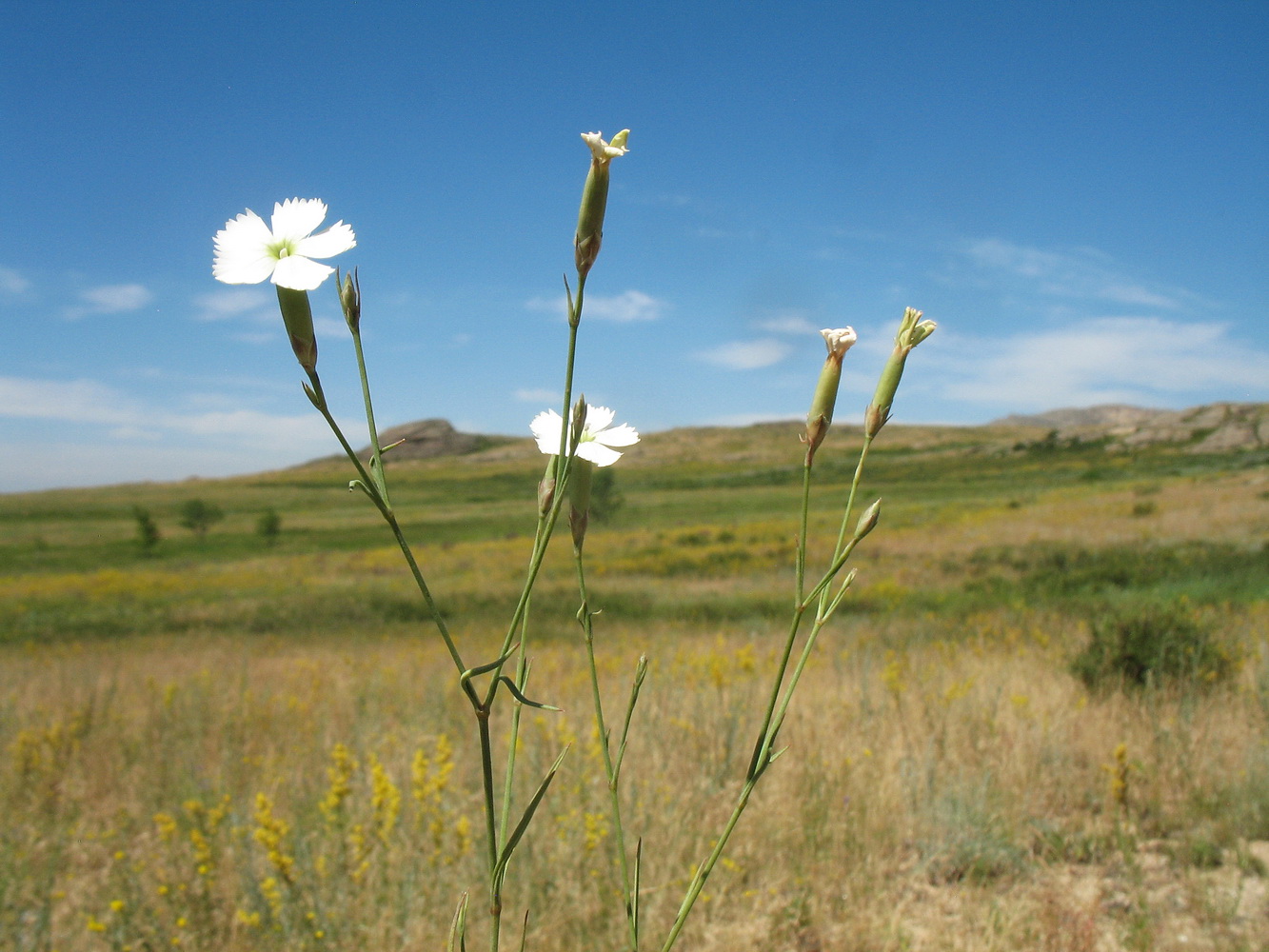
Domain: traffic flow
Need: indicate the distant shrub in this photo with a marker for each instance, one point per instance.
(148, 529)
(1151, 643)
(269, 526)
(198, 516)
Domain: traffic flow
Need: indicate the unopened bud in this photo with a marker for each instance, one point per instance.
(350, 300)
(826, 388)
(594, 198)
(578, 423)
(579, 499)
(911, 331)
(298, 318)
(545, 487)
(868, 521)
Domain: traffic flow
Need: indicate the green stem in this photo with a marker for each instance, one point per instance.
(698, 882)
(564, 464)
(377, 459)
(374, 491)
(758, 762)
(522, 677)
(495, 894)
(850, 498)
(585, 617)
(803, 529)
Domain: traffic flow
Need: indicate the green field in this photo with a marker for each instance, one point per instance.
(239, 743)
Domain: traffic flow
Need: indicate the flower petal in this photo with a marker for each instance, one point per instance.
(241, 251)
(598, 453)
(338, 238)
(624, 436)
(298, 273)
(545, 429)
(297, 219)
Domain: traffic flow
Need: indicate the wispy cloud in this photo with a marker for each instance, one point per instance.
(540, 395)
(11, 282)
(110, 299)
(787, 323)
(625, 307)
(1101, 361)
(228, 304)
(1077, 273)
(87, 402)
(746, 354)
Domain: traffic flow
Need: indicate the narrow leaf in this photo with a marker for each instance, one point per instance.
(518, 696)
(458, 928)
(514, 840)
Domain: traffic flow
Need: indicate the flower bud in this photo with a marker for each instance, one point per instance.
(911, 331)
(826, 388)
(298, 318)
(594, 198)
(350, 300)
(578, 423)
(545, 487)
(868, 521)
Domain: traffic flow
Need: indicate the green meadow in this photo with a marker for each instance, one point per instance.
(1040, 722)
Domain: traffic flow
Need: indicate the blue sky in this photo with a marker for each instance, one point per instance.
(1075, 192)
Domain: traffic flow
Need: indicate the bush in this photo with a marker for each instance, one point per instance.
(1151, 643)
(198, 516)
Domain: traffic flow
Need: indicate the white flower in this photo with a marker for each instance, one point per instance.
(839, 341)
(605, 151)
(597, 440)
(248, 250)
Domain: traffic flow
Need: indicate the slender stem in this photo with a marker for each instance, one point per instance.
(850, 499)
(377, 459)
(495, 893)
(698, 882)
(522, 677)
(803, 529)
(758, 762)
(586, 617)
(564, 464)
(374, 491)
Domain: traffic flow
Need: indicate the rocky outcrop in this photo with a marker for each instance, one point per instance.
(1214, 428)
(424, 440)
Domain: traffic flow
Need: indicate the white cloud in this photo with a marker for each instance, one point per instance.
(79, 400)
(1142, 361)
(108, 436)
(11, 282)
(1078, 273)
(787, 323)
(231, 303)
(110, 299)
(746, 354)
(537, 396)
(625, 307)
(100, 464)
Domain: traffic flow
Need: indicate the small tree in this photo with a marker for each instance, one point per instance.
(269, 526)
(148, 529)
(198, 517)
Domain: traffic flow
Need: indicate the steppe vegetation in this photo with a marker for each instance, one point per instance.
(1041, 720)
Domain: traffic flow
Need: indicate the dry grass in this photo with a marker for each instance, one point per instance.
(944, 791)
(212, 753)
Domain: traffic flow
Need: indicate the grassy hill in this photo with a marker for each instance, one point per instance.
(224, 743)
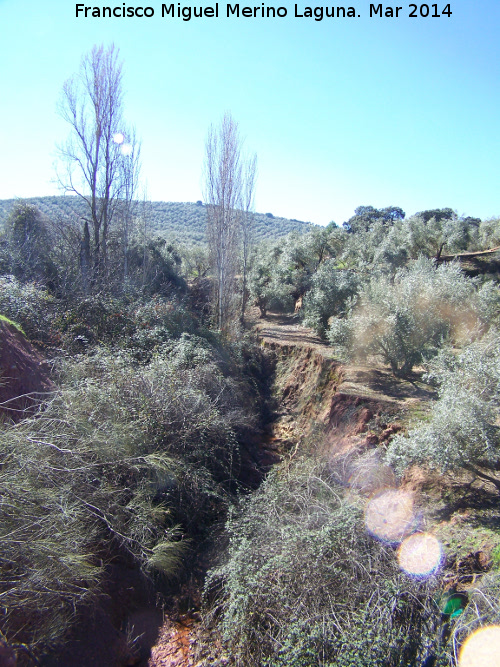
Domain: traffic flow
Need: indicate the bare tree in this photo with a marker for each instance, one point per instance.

═══

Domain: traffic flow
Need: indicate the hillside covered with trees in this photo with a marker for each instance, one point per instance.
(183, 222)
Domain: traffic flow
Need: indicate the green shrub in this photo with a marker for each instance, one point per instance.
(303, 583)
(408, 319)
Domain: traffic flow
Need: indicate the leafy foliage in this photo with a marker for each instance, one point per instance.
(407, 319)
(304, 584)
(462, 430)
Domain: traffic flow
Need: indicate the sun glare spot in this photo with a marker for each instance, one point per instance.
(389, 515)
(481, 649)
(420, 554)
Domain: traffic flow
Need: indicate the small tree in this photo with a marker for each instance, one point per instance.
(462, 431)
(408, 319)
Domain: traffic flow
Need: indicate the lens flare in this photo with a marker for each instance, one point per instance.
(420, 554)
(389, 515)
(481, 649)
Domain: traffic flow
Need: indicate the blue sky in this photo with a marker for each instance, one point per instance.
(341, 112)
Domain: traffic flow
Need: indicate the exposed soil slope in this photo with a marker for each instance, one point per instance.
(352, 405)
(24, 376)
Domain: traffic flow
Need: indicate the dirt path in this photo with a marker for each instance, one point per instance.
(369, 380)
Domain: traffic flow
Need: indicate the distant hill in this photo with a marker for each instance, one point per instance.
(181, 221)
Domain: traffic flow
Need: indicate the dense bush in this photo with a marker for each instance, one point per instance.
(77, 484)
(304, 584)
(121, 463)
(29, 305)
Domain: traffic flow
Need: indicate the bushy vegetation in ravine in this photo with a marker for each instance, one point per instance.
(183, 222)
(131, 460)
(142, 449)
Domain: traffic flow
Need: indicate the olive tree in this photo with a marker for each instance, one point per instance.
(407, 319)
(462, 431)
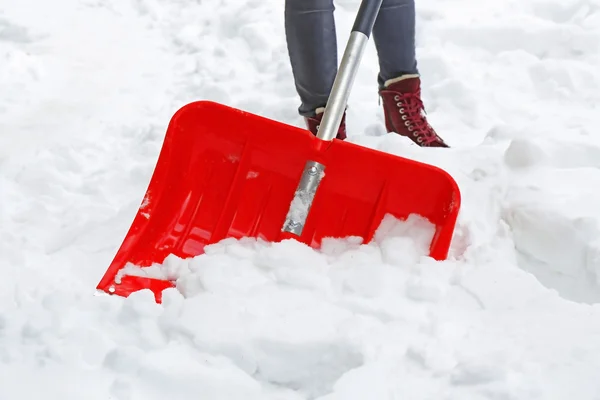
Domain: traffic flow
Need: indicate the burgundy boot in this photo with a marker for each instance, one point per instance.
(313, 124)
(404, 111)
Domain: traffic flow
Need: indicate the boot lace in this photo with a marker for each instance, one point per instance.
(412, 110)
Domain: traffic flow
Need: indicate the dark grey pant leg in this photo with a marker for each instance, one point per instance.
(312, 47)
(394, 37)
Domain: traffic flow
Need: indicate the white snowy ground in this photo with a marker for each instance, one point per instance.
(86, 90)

═══

» **Directions**
Going by the data above, the answer is exactly the lines from the one holding "Need: indicate the dry" to the one holding "Need: indicate the bare", both kept, with the pictures left out.

» **Answer to this task**
Need: indicate the dry grass in this photo with a marker for each instance, one point per instance.
(944, 791)
(212, 753)
Domain: traffic flow
Need: indicate the grassy hill in this photo with a marker for each instance, one point per instance.
(224, 743)
Domain: traffic flow
Need: indicate the bare tree in this photo with a marker for each instance, one point per instance.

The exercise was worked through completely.